UAE | Health
Octogenarian aims for 100 after heart surgery
Emirati underwent multiple heart bypass operation which was deemed too risky for a patient 88 years old.
- Sultan Sbeih Al Ka'abi, Emirati who underwent operation.
- Image Credit: Supplied Picture
Dubai: An Emirati octogenarian may live to see 100 years and his great-grandchildren grow up after undergoing a heart bypass surgery, which other doctors deemed too risky due to his age.
Sultan Sbeih Al Ka'abi, an 88-year-old former military officer from Ajman, underwent the procedure, performed on the beating heart, at American Hospital in Dubai in October last year after physicians elsewhere turned him down.
Speaking to Gulf News at the hospital, where he had just had his first scheduled stress test, said he had been treated medically for his heart problems for years. But the symptoms worsened last year.
"I couldn't walk. I had chest pains even at rest and I felt tired all the time," he said.
He went for an angiogram, which revealed he had multiple blocks in his heart vessels.
The only solution for anyone with his problem is heart bypass surgery, but surgeons met with a stumbling block with his case.
At 88 years, Al Ka'abi was considered extremely high-risk.
Physiological age
"We were scared he was going to die; he had no other options but surgery [but doctors were refusing to perform it]," said his son, Saleh.
His doctors referred Al Ka'abi to the geriatric department at American Hospital in Dubai, which consulted the hospital's heart centre.
After going over his case, doctors agreed to perform quadruple bypass heart surgery in October. They performed the surgery on the beating heart, which reduces the risk of blood clots and reduces recovery time.
Now three months later, doctors deemed Al Ka'abi fit and healthy - with the possibility of reaching his centennial.
Dr Fouad Azouri, chairman of the cardiothoracic surgery at the Heart Centre, told Gulf News this type of procedure usually adds 10 more years for patients, which means Al Ka'abi will likely live to see 98.
"We hope he will hit 100," he said. He added although Al Ka'abi's advanced age might have seemed too risky for the surgery, the doctors decided his joie de vivre was strong enough to pull him through.
"Physiological age and not chronological age is what matters. Some guys are 60 and look like they're in their 80s.
"If he's survived to 88, he's got something going for him," he said.
With barely a future three months ago, Al Ka'abi is now looking forward to seeing his great-grandchildren graduate and his grandchildren married.
"I want to see my grandchildren getting married and I want to see my great-grandchildren graduate," he said, adding he has lost count of them.

——

* Exercises:
• 1. Using the article on the octogenarian's heart surgery, decide whether each statement agrees with it. Answer yes or no for each, quoting the deciding words exactly.
(a) The operation took place at American Hospital in Dubai in October.
(b) The surgeons stopped the heart while performing the bypass.
(c) Al Ka'abi is a former military officer from Ajman.
• 2. Reproduce the article on the octogenarian's heart surgery from "His doctors referred" up to and including "reduces recovery time.", substituting "elderly care department" for "geriatric department".
• 3. Answer these questions from the article on the octogenarian's heart surgery.
(a) How old was Al Ka'abi when he had the operation?
(b) What did the angiogram reveal?
(c) How many more years does this type of procedure usually add for patients?

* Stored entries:
——

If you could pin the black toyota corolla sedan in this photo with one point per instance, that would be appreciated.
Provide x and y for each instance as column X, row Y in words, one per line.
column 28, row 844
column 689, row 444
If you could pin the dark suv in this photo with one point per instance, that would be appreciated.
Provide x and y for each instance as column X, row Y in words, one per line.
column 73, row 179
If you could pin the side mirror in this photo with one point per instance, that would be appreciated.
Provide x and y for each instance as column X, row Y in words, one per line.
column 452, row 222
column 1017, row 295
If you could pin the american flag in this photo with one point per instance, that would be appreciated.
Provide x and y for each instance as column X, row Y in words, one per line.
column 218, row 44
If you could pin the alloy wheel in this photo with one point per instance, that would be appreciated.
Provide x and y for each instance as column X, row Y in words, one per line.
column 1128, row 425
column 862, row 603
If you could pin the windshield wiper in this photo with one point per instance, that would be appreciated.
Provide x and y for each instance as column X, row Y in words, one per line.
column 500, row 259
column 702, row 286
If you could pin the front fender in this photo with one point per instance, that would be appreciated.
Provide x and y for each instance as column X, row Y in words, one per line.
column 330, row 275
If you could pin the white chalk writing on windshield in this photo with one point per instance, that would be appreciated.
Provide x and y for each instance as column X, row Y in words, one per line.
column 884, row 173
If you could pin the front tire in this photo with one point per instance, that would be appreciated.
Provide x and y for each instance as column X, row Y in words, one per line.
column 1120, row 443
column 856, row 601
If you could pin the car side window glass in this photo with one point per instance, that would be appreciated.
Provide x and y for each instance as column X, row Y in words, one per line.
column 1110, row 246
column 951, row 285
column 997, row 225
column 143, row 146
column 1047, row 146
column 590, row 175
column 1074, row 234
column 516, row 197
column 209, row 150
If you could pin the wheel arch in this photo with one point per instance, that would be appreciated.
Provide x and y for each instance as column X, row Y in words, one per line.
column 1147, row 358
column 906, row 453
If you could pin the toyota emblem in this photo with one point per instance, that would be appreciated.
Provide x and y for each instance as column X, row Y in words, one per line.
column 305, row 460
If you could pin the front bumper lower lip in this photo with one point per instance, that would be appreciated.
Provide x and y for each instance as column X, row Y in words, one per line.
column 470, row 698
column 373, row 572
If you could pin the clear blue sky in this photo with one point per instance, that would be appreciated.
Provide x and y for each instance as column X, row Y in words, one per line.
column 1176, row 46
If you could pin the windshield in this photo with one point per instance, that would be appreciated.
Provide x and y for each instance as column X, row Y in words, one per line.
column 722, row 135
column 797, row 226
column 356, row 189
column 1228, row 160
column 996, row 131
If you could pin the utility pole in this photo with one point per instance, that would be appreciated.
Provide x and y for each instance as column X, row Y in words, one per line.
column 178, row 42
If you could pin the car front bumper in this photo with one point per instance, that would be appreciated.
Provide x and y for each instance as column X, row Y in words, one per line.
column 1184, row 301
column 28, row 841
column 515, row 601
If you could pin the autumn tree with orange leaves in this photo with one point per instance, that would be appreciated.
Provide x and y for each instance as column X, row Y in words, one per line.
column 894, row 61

——

* Answers provided:
• 1.
(a) Yes: "underwent the procedure, performed on the beating heart, at American Hospital in Dubai in October last year"
(b) No: "They performed the surgery on the beating heart"
(c) Yes: "an 88-year-old former military officer from Ajman"

• 2.
His doctors referred Al Ka'abi to the elderly care department at American Hospital in Dubai, which consulted the hospital's heart centre.
After going over his case, doctors agreed to perform quadruple bypass heart surgery in October. They performed the surgery on the beating heart, which reduces the risk of blood clots and reduces recovery time.

• 3.
(a) 88 years old.
(b) Multiple blocks in his heart vessels.
(c) 10 more years.